## Data supplied
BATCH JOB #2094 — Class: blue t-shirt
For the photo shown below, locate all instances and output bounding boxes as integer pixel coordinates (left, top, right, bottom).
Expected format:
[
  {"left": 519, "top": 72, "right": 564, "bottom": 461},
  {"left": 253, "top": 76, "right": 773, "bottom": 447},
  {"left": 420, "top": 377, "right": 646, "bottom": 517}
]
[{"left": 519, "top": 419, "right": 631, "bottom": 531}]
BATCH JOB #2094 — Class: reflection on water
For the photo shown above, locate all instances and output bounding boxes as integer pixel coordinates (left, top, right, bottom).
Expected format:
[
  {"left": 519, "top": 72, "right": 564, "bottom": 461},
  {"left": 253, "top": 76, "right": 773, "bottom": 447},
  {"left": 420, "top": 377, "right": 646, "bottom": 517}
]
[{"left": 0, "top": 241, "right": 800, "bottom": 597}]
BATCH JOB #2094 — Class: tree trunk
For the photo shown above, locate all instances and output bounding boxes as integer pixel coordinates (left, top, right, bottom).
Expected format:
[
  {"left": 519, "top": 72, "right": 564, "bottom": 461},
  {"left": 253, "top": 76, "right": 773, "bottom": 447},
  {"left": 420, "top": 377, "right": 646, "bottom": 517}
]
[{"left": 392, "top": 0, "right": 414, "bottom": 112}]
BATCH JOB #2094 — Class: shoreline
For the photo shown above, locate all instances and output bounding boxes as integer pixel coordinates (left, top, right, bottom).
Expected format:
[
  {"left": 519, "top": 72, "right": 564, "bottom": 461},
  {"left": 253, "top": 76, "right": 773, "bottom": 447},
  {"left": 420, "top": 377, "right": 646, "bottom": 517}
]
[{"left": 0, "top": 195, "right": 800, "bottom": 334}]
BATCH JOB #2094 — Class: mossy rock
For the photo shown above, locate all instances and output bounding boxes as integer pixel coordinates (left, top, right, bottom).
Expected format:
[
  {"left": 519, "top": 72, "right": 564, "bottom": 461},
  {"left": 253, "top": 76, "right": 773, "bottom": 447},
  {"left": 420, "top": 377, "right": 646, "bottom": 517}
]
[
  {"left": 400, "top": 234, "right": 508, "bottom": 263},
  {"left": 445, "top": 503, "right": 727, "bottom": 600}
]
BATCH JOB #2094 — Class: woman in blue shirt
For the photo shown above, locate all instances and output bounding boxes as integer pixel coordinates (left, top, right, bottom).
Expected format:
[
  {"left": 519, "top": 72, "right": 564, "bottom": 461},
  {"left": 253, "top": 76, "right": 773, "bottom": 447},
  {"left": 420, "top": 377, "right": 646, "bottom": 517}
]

## To do
Return each line of the entries above that contains the word "blue", with case counting.

## Exercise response
BATCH JOB #2094 — Class: blue t-shirt
BATCH JOB #2094 — Class: woman in blue shirt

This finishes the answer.